### Challenge
Render the lines of the data from the line containing "the lynx ear" through the end of the data, inclusive, as a JSON list of strings with one string per line and blank lines omitted.

### Data section
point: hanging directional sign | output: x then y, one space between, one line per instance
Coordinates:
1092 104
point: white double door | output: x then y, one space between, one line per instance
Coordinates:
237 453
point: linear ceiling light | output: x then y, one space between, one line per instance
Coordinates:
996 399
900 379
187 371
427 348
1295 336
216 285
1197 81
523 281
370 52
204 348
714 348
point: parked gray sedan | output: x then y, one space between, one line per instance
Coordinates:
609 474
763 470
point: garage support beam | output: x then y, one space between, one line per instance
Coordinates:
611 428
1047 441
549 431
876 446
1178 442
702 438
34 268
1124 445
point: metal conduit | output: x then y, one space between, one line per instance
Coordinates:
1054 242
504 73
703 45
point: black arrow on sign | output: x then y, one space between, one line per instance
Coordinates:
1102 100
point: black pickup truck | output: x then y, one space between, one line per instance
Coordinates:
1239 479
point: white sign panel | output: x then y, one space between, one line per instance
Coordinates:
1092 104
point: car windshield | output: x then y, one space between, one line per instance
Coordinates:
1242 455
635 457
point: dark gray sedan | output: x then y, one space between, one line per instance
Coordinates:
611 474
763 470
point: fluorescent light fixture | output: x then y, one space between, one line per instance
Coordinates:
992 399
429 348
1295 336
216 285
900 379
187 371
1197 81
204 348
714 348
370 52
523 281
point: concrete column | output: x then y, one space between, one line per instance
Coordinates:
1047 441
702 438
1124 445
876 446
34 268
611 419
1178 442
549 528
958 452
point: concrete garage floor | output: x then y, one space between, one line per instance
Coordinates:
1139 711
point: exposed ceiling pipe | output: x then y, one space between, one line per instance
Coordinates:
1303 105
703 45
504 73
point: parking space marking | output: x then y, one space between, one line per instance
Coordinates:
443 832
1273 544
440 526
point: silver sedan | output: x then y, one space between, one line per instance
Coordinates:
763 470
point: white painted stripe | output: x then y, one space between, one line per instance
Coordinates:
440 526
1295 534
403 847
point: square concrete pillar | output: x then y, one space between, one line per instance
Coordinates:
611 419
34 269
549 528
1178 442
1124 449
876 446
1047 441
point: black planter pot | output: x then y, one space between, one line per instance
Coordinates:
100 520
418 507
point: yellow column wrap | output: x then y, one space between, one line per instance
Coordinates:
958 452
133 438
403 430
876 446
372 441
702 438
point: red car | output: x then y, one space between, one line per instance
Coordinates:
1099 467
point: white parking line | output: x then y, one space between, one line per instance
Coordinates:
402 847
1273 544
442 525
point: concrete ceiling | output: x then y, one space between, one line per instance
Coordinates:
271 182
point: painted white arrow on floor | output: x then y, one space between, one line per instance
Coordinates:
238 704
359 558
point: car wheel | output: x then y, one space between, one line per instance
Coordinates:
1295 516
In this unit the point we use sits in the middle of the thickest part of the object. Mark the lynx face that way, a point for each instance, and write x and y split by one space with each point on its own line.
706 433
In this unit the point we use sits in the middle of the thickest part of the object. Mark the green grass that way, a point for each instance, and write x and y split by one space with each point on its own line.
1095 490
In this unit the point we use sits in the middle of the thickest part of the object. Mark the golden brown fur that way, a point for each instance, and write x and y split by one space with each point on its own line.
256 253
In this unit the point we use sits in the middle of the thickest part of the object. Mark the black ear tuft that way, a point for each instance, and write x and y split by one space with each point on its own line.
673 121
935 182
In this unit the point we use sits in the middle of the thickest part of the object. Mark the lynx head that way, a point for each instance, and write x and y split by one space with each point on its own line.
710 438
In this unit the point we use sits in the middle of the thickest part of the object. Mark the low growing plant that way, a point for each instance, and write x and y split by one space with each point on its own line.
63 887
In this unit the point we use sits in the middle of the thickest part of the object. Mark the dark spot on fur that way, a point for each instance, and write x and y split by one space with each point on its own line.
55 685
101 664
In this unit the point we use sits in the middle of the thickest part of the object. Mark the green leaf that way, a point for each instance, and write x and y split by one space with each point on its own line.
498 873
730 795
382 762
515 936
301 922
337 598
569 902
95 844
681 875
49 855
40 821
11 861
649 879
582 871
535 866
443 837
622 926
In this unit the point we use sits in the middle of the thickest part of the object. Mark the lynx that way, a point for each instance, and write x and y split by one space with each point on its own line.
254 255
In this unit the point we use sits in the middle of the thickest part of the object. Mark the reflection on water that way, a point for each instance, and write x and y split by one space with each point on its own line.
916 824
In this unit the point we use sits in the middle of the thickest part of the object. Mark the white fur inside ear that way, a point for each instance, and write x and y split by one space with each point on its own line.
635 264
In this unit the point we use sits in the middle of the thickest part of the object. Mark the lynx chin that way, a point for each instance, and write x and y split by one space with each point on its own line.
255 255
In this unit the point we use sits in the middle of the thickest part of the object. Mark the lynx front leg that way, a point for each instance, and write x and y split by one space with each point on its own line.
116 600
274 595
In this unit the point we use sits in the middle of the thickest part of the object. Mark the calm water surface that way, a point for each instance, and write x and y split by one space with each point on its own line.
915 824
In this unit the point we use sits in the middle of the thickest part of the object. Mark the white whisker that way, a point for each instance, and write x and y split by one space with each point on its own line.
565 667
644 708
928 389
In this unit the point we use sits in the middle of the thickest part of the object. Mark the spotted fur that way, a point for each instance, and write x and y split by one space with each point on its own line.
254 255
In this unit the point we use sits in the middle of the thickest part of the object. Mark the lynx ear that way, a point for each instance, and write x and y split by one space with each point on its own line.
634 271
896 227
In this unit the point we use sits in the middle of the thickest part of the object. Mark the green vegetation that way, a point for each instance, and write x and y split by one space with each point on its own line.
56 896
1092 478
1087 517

### Response for this exercise
[
  "In this unit the point we use sits in the middle of the thickest part of the object. Mark the lynx ear that way, a point for each instance, and write x and y split by one space with each point on its own line.",
  "634 271",
  "896 227",
  "In this unit the point we use sits in the middle of the thickest part of the object. Mark the green vegetation that way, a point for each instance, and write x and y split by one space with each point on its own line.",
  "56 896",
  "1092 478",
  "1087 517"
]